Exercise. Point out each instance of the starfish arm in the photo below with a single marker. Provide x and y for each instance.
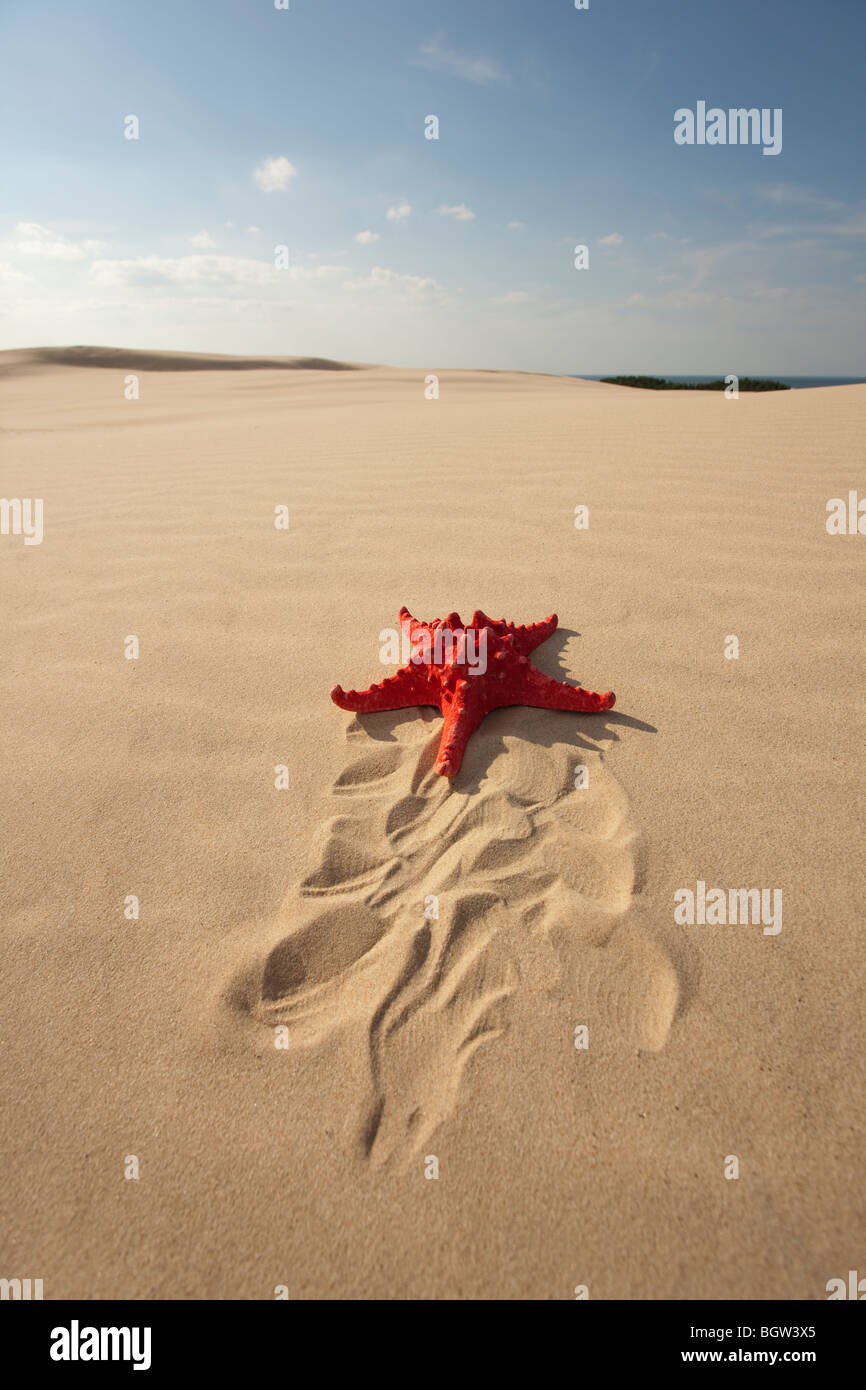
(526, 638)
(412, 624)
(459, 723)
(406, 687)
(534, 688)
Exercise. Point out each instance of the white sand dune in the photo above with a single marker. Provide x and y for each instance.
(416, 1033)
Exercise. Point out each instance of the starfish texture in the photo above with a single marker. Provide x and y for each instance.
(469, 672)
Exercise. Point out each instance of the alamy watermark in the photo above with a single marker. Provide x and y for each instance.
(737, 125)
(21, 516)
(458, 647)
(716, 908)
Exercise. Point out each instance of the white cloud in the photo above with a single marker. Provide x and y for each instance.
(382, 278)
(9, 275)
(459, 211)
(178, 270)
(459, 64)
(274, 174)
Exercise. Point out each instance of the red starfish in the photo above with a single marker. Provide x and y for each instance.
(441, 674)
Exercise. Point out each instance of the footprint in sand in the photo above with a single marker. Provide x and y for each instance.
(412, 923)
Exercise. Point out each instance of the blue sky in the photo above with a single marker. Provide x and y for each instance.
(305, 128)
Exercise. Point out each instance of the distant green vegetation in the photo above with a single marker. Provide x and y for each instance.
(660, 384)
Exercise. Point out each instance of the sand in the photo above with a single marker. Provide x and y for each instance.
(305, 915)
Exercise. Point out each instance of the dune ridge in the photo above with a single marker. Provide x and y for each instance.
(129, 359)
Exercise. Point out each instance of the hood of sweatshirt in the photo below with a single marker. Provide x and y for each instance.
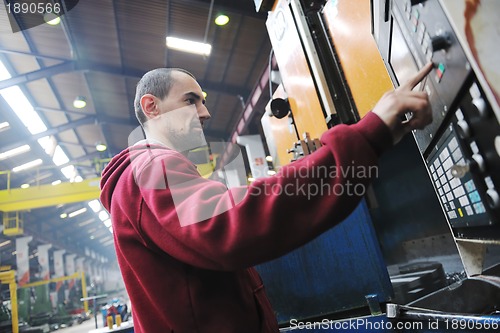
(138, 154)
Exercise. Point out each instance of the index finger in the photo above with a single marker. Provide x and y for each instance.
(422, 73)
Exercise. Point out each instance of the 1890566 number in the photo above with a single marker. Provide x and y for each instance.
(33, 8)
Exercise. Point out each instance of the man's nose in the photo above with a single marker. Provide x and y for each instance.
(203, 114)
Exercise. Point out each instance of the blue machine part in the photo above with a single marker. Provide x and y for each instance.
(333, 273)
(382, 324)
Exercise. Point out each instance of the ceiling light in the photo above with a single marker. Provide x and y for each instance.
(28, 165)
(4, 126)
(51, 19)
(189, 46)
(103, 215)
(100, 146)
(80, 102)
(107, 223)
(77, 212)
(14, 152)
(221, 19)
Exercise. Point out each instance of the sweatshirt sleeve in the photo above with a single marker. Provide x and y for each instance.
(202, 223)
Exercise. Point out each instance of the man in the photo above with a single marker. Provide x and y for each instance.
(186, 244)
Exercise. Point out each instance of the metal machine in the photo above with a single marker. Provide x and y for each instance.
(437, 192)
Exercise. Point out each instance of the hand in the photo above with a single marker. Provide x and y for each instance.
(393, 105)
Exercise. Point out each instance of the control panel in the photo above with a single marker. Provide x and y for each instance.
(461, 148)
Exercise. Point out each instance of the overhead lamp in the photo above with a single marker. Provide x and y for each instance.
(4, 126)
(221, 19)
(51, 19)
(28, 165)
(14, 152)
(100, 146)
(80, 102)
(190, 46)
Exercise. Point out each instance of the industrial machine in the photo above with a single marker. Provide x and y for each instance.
(428, 251)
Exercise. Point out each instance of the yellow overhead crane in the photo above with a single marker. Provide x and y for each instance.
(18, 199)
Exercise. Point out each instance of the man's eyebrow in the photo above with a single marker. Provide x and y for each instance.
(195, 96)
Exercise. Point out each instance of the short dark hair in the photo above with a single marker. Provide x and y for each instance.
(156, 82)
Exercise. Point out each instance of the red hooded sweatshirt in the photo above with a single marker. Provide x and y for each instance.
(186, 245)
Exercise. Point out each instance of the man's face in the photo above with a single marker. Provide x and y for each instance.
(182, 113)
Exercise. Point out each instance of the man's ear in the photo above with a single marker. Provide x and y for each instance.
(148, 104)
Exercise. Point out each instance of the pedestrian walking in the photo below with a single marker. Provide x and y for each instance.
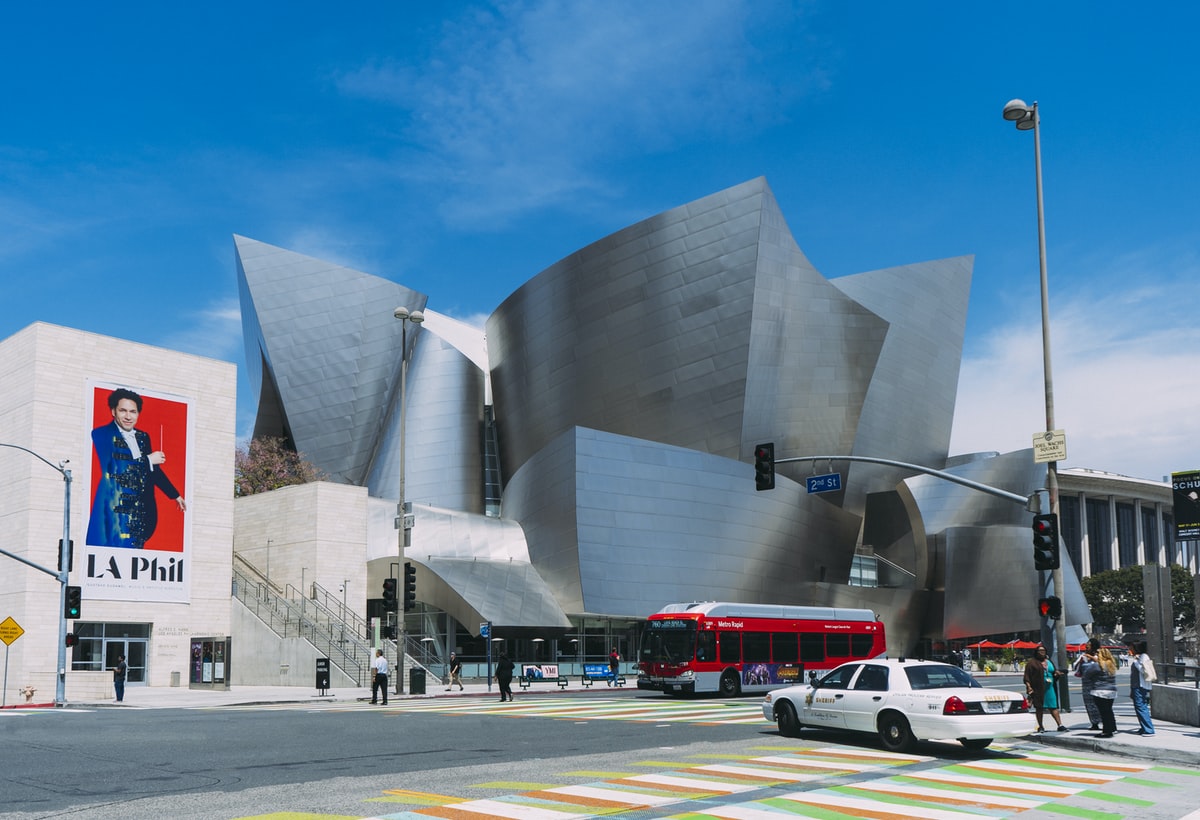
(455, 671)
(1041, 684)
(1085, 657)
(504, 677)
(1101, 678)
(1141, 675)
(119, 674)
(379, 682)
= = = = =
▶ [WRITTEN REQUEST]: Copy out the items from the line containing "Exercise. Point out each instance of the man in" through the end of the items, both ends included and the requests too, and add 56 to each x and y coordinate in the answers. Leave the pictures out.

▶ [ANSWER]:
Exercise. Point out each instance of the man in the photo above with a single marker. Provide x and y for each instance.
(242, 300)
Exercise. Point out each instance of the metal machine in the photo above with a single marker. Provide x and y for each instance.
(493, 248)
Exercise. Point out each instance of the hand in the photo above with a single marker. Provide x and y for each instance.
(449, 161)
Exercise. Point out each instance of the control panel in the photo above with a single marker. Provide x and y for each instance.
(517, 204)
Exercise. Point out each instance of the overhead lamp in the photo above with a single marker. Provide x and y for each instance.
(60, 182)
(277, 75)
(107, 75)
(84, 221)
(70, 208)
(156, 202)
(136, 158)
(246, 102)
Exercise. Point out each instance of the industrial machine in the photo above with a single marker. Provide x and y for each instance.
(484, 307)
Exercise. Point out each instance of the yellow overhead crane in the photo above with a single marker. Provide x and y for each instance.
(74, 255)
Exercise. Point out each instance of the man's eyebrow in the photo above with a single marker. Provide x and y for each instance.
(251, 152)
Exercise. Point out each instance of the short dark hair in the photo above with a single marker. Provide x and y for each instance.
(212, 138)
Exercise. Point out each instance of the red hooded sweatshirt in the photo above with a single marker. Provide x and y for each instance.
(242, 301)
Exercise. Point out each instance of the man's face in the photo above with a single marker. Provide x and y for each instance.
(238, 169)
Exercise. Point out each instance of the man's ear in the photo above with a single marker. Provide x and y for each instance.
(204, 160)
Exercise. Point out each instance of the pedestrian walking in the photo below with a single marker. Provide x and y for each instance.
(511, 727)
(1097, 740)
(1141, 713)
(560, 733)
(1157, 734)
(1197, 731)
(175, 730)
(435, 738)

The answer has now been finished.